-- Page excerpt --
════════════════
# Computer backup



## BillConnerFASTC (Dec 5, 2017)

I've used Crash Plan for quite a while but they are discontinuing the "home" account and the business level us a little pricey for one individual IMHO. So, anyone found another good service?

The Wirecutter recommends BackBlaze. Anyone using that?

Thanks in advance.


----------



## DanH (Dec 5, 2017)

Been using Backblaze for years. Highly recommended!


----------



## MNicolai (Dec 5, 2017)

Same.

I went out and bought a 4TBx2 WDMyBoook and set it for RAID 1 so everything from the first 4TB drive is duplicated onto the 2nd. It doesn't protect me from everything like natural disaster or ransomware, but it at least protects me from a failed hard drive.

Eventually I'll park another at my brother's house and schedule it to mirror any changes every week or so.

Unintended benefit is by pushing a lot of files off of my desktop onto this NAS drive is both my laptop and my desktop PC have become sacrificial. If something happens to either, I'll have to spend some time replacing and reinstalling but I don't have to go through any data restore process like I would've had to with Crashplan. But...I do miss versioning backups even if I only ever restored select files from them once every couple years.

Higher upfront cost. No recurring fees.


----------



## Jay Ashworth (Dec 5, 2017)

We used to resell Carbonite, and now we resell iDrive; both work pretty well.
════════════════
-- To be done --
- A) Who posted in the computer backup thread? List every username.
- B) Write what comes next in the computer backup thread, picking up right after the last sentence of Jay Ashworth's post.
════════════════
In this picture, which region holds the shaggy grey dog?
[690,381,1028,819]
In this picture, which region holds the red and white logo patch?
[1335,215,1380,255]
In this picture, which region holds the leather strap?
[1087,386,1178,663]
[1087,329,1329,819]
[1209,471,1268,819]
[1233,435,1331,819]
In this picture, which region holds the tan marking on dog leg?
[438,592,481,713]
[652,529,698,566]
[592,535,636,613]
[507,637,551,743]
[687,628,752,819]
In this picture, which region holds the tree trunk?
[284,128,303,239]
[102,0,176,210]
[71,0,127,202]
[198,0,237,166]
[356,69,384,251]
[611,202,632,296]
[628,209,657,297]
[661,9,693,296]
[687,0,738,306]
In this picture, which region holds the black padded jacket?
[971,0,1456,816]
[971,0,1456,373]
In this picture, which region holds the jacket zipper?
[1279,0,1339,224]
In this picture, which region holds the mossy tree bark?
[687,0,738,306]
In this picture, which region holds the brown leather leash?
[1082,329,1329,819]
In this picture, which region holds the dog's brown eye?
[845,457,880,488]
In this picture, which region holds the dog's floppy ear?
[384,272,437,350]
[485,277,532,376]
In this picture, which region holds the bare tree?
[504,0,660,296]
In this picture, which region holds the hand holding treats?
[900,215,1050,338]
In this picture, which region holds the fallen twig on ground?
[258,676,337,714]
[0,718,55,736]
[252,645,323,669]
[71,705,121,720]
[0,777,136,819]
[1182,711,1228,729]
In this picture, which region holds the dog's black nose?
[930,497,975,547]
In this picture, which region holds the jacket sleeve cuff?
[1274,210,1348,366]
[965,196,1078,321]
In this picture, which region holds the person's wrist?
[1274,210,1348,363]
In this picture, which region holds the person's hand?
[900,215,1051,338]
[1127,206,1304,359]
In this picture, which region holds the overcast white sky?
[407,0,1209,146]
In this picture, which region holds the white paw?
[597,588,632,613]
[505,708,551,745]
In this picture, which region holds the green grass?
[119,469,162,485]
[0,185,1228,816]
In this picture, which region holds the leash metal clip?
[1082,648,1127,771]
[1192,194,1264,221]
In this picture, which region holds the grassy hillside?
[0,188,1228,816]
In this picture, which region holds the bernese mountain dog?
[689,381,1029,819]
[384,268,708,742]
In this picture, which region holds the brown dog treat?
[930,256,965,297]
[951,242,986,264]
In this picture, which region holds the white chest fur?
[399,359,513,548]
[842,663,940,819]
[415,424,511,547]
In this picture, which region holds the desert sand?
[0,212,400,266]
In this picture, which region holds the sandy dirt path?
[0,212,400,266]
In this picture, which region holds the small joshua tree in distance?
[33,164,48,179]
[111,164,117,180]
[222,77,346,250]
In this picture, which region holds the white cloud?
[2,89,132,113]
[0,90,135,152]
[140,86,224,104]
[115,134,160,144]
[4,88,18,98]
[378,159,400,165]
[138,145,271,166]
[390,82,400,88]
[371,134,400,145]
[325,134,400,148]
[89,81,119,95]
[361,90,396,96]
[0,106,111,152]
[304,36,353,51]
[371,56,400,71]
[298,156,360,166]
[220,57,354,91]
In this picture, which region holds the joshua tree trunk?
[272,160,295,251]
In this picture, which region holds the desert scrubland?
════════════════
-- Answer list --
- A) BillConnerFASTC, DanH, MNicolai, Jay Ashworth

- B)
As Mike notes, the problem with attached, spinning storage is that ransomware can *reach* it, and if it's not plugged in, automated backups can't.

In my opinion, it's not a backup if it's not tape, but...


----------



## sk8rsdad (Dec 5, 2017)

I'm using Microsoft Office 365 and OneDrive as a backup solution. At $99 CAD per year for 5 TB it's hard to beat cost-wise. It's not designed as a backup solution so a background in tech helps. It offers some protection from ransomware since it moves files to the Recycle bin instead of deleting and versions Office documents automatically. For added safety, deny write access from your primary account and run the sync as another user.


----------



## ShowNet (Dec 5, 2017)

MNicolai said:


> I went out and bought a 4TBx2 WDMyBoook and set it for RAID0 so everything from the first 4TB drive is duplicated onto the 2nd. It doesn't protect me from everything like natural disaster or ransomware, but it at least protects me from a failed hard drive.



An FYI you either mistyped "RAID0" or have it set up incorrectly. For backups, RAID 0 is exactly what you DON'T want - RAID 0 splits the data across multiple hard drives with no redundancy, so that if one drive fails, ALL data is lost.

What you're describing is RAID 1, where the data is identically copied onto two hard drives.

RAID 0 provides you speed (it's theoretically twice as fast as a single hard drive). RAID 1 provides you protection. For the best of both worlds, you want RAID 10.


----------



## CrazyTechie (Dec 6, 2017)

sk8rsdad said:


> I'm using Microsoft Office 365 and OneDrive as a backup solution.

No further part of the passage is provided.